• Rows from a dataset

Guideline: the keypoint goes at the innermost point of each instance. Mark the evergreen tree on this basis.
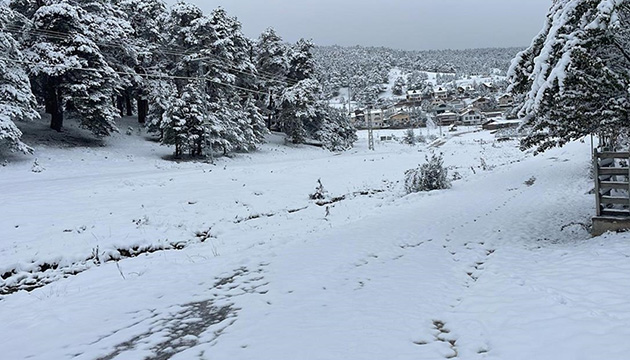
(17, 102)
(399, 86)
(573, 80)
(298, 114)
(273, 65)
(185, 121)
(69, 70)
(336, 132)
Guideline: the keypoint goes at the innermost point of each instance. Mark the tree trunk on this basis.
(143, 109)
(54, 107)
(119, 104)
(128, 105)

---

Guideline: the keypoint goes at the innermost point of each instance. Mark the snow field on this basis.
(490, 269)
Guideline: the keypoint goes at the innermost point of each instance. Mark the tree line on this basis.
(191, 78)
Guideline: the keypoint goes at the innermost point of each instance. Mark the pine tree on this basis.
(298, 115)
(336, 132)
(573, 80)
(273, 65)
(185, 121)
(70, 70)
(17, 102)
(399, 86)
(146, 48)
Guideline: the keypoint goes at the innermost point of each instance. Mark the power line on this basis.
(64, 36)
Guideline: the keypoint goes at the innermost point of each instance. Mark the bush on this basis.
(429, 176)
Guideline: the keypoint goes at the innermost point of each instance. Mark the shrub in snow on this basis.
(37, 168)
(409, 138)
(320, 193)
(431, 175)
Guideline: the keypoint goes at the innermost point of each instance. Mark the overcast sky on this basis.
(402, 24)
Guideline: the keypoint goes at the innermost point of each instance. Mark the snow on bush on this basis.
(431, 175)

...

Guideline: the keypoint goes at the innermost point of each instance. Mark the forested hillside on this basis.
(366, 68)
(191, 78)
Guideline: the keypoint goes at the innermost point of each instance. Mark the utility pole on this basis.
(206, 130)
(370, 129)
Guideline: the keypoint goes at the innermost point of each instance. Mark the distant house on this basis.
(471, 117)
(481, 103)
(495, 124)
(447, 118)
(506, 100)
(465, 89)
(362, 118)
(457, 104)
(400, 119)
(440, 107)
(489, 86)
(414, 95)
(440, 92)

• SHORT PROBLEM
Report how many lines of the records contain the string "bush", treating case as significant. Give only the number.

• THE REPLY
2